● YOUR INSTRUCTIONS
Count the lines in the rows below that contain the string "shoreline", matching case exactly. Reply with the number only.

● RECORDS SHOWN
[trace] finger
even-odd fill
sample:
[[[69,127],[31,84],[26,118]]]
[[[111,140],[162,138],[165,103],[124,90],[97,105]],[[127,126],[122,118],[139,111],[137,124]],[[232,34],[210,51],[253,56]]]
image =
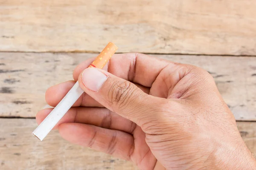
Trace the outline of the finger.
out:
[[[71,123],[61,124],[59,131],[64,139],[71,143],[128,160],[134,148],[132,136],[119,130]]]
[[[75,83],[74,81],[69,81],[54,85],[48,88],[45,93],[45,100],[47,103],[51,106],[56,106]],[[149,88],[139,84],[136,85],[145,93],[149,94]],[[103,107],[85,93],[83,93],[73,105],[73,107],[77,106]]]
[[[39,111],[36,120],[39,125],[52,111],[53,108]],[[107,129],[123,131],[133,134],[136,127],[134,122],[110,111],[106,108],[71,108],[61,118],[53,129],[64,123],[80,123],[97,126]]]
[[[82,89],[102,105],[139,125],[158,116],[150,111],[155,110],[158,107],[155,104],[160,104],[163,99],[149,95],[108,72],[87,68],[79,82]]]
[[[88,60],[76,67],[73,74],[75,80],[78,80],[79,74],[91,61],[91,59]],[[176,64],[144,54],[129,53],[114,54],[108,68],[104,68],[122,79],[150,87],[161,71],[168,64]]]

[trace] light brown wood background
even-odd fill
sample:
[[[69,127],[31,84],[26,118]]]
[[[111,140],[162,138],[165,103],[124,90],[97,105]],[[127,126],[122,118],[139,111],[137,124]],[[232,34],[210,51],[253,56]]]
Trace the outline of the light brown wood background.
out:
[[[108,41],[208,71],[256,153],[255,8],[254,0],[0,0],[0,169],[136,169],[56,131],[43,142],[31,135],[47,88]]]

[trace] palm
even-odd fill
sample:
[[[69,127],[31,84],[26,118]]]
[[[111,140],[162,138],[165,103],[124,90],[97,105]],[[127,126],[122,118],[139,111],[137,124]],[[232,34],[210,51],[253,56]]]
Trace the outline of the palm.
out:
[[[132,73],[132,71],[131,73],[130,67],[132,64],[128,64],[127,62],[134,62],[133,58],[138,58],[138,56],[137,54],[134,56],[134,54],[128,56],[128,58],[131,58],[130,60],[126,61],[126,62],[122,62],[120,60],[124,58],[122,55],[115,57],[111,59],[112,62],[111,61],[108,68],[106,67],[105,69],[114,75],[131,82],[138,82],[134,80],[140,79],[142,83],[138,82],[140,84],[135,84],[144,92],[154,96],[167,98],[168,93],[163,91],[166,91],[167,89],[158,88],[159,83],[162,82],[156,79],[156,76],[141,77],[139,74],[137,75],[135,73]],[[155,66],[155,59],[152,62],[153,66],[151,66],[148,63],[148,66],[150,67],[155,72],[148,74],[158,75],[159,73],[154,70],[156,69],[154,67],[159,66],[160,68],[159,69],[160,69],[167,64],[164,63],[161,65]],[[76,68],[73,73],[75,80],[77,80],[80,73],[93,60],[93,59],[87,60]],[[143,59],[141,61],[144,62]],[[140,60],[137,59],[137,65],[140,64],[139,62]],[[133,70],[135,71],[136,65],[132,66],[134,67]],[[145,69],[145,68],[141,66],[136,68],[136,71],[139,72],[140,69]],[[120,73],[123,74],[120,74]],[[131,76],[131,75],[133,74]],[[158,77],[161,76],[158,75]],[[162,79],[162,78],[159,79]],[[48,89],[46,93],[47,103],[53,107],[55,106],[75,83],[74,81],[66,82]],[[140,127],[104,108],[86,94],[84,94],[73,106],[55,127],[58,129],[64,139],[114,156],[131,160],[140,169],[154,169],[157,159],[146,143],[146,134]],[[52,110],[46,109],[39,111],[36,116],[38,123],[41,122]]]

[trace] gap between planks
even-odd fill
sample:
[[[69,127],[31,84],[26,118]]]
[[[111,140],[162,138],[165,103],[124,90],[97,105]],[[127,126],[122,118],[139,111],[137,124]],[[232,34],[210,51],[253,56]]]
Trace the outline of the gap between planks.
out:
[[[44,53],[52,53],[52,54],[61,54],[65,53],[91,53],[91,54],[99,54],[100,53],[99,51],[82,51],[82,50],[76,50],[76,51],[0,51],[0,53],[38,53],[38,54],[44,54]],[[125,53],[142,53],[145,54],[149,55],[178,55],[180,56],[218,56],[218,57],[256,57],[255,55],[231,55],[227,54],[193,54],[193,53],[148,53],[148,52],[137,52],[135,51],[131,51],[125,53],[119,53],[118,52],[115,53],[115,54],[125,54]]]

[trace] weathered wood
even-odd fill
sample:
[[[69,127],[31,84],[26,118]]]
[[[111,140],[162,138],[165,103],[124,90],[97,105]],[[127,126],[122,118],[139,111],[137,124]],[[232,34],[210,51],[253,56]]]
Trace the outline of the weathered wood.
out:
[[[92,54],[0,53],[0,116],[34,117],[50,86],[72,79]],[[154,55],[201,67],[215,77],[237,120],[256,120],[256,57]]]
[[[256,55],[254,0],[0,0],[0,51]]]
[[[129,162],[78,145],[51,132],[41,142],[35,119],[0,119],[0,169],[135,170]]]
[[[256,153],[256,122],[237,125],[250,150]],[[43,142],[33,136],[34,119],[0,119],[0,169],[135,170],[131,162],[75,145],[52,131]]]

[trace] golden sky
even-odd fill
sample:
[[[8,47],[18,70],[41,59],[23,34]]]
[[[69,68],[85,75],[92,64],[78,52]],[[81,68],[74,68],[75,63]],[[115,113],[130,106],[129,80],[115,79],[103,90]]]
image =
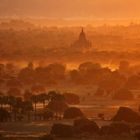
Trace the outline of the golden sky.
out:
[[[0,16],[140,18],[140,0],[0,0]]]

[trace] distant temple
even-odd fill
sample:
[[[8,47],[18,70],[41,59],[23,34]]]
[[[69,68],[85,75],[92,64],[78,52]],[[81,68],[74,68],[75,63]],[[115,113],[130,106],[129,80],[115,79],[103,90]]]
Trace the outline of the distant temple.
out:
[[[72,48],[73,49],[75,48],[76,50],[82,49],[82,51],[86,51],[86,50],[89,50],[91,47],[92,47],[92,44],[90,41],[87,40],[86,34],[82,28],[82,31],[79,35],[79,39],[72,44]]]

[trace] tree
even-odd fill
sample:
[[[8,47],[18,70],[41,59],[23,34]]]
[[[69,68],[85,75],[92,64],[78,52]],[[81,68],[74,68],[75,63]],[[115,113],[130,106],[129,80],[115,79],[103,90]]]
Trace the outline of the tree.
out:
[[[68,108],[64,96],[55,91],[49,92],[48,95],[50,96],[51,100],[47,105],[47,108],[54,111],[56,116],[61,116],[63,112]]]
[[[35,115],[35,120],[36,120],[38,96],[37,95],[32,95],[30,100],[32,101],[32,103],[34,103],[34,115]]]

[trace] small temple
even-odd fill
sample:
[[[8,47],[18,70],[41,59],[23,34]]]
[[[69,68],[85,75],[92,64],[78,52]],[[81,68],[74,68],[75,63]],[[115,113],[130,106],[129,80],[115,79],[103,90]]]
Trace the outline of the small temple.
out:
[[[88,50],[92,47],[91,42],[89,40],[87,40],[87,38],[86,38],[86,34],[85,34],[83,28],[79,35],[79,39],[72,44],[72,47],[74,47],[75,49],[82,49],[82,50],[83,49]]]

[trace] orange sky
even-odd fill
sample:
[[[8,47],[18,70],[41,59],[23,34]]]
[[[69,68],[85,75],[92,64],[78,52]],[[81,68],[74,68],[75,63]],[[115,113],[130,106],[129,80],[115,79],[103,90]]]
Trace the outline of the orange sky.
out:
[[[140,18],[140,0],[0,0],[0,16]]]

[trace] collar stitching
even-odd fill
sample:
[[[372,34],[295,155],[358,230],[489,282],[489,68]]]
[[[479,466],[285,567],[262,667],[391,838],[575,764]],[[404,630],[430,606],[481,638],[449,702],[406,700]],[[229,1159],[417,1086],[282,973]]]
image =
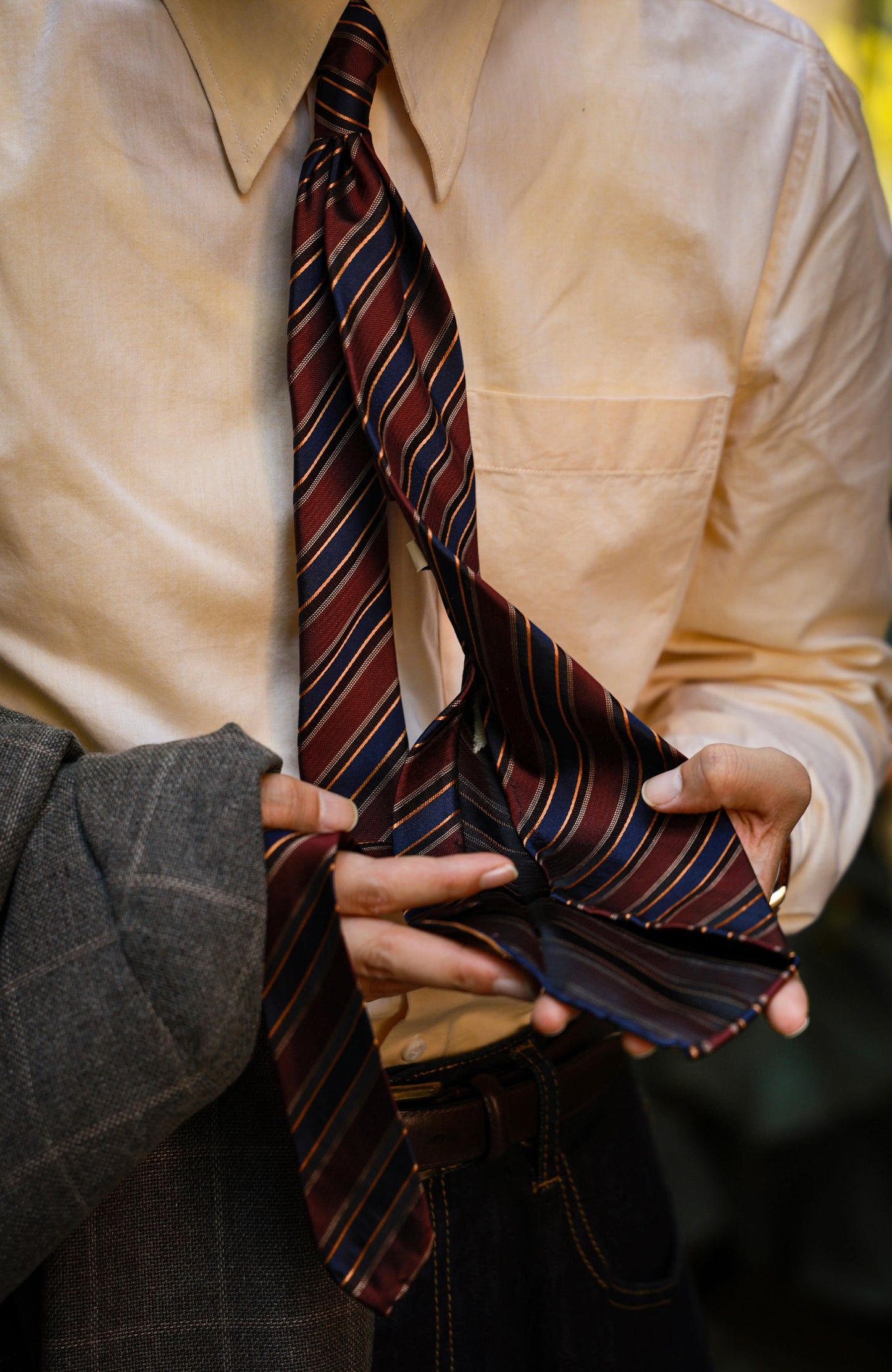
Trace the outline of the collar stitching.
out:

==

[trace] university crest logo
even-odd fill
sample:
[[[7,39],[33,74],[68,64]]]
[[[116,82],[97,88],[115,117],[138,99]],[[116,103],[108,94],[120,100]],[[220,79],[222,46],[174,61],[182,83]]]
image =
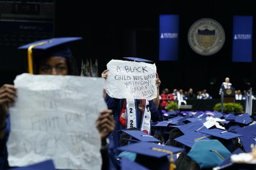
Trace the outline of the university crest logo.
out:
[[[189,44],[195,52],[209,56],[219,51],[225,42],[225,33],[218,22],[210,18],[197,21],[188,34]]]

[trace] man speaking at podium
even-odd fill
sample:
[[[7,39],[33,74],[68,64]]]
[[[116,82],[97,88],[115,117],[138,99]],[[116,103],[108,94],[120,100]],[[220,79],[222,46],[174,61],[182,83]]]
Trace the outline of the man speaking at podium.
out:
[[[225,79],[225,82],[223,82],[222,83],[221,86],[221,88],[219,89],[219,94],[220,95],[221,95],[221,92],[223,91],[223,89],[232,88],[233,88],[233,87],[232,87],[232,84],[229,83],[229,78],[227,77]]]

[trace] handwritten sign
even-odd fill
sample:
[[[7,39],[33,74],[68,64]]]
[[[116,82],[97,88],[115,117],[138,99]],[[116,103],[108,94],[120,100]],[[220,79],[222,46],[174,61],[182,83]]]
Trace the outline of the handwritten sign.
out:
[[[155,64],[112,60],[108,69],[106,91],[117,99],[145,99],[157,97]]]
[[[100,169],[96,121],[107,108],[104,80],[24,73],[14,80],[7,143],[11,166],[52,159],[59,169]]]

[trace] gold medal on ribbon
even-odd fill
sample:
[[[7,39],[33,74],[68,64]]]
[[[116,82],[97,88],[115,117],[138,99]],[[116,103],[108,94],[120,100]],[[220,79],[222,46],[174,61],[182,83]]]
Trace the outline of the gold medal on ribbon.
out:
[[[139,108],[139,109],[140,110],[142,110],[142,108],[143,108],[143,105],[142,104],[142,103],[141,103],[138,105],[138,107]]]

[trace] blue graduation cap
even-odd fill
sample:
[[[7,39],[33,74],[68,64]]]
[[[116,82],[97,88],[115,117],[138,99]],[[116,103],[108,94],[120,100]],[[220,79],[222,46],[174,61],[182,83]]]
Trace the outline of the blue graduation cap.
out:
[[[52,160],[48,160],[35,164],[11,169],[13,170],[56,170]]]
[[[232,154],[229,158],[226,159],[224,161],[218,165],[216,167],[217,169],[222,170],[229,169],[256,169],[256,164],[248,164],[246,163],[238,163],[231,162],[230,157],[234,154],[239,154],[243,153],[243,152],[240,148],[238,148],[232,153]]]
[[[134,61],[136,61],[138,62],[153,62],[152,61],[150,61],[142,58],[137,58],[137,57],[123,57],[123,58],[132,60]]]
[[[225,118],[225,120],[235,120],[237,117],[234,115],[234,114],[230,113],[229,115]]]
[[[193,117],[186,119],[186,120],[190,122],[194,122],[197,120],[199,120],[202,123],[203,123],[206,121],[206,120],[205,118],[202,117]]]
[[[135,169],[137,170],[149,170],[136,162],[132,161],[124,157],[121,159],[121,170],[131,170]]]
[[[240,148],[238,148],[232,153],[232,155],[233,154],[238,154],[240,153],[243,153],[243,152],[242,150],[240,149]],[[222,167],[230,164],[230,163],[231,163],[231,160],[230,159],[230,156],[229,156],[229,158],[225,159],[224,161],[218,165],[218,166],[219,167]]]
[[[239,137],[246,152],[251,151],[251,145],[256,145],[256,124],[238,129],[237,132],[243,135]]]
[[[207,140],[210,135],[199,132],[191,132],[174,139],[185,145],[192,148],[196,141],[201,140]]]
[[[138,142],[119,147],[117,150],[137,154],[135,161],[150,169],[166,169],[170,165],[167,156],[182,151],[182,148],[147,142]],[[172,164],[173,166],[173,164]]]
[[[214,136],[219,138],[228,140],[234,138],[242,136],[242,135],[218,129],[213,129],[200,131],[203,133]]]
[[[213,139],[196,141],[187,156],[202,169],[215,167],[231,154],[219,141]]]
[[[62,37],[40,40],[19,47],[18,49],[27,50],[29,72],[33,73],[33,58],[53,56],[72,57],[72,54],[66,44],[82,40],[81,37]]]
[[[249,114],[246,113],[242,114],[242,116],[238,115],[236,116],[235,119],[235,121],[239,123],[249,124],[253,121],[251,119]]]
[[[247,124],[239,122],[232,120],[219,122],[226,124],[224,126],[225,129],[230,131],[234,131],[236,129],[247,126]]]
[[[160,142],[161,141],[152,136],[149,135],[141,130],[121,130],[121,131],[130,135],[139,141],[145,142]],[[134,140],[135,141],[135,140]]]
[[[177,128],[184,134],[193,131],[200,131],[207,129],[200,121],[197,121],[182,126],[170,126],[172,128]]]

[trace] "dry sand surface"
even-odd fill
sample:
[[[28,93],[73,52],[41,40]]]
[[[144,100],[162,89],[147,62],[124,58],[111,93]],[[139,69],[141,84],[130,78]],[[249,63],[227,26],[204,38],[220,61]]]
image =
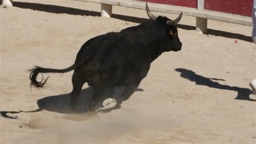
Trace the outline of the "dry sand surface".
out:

...

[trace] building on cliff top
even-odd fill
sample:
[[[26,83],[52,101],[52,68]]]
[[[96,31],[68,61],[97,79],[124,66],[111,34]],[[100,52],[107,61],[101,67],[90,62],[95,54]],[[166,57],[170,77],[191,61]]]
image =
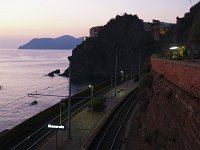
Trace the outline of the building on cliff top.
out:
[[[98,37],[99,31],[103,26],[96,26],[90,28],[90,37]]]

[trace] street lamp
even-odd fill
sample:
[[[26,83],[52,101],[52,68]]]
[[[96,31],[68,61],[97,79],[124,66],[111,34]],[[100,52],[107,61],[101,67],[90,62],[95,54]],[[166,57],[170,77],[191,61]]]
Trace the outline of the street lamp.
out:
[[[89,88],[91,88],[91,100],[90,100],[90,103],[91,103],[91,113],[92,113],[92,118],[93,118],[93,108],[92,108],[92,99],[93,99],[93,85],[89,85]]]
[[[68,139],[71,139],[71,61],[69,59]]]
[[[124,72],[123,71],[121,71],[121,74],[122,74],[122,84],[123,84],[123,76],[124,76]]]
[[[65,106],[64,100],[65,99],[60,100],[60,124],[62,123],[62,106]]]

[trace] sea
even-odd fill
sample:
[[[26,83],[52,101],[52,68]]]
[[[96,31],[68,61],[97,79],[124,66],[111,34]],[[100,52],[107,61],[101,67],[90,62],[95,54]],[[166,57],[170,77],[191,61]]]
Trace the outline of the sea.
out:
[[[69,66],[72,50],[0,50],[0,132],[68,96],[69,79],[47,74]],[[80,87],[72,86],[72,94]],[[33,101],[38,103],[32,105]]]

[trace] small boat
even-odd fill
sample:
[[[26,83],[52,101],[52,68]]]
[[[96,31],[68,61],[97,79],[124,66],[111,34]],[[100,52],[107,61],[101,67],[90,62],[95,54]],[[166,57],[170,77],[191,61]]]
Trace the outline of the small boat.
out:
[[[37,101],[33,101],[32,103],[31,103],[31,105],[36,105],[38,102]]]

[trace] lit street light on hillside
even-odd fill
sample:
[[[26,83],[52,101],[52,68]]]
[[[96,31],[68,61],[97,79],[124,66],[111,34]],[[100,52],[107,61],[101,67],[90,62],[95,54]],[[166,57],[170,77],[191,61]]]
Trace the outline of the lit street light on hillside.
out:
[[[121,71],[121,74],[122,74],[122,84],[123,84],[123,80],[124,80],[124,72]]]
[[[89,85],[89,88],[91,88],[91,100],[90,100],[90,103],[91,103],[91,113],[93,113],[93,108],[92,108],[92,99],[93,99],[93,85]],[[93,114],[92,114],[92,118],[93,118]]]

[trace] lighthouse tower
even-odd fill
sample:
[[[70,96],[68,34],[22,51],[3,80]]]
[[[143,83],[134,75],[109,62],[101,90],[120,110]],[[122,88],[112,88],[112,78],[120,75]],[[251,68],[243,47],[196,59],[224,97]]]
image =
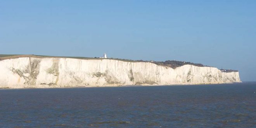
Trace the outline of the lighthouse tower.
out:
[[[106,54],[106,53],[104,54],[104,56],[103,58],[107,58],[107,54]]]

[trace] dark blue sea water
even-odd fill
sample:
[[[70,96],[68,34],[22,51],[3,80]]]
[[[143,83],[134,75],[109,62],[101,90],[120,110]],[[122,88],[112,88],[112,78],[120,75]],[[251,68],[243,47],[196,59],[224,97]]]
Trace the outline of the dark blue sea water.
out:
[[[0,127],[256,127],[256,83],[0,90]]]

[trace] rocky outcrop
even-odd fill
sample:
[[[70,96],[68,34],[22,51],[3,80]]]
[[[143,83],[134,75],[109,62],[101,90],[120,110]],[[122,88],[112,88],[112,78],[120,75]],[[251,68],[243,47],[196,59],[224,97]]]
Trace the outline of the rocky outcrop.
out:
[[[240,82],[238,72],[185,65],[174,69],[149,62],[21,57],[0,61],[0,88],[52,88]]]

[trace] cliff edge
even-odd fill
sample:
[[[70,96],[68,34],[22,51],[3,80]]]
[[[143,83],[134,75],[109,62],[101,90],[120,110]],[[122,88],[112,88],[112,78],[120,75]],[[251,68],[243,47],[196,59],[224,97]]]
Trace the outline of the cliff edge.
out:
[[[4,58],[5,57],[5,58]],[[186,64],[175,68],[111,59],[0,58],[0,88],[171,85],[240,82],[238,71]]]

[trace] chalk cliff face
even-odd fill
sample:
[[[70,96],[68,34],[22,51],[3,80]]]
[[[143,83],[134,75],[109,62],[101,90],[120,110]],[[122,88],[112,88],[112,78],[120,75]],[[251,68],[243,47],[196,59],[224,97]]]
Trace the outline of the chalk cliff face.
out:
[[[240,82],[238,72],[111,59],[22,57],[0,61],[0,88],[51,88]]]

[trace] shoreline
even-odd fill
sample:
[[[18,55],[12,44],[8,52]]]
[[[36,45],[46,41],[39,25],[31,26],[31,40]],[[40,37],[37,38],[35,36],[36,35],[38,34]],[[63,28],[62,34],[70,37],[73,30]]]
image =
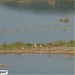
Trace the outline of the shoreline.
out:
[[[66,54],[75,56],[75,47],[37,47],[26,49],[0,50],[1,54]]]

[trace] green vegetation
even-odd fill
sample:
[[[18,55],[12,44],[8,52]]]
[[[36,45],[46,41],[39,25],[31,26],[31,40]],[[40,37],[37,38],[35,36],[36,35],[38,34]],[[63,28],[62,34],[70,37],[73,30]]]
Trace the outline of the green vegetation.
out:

● FULL SOLUTION
2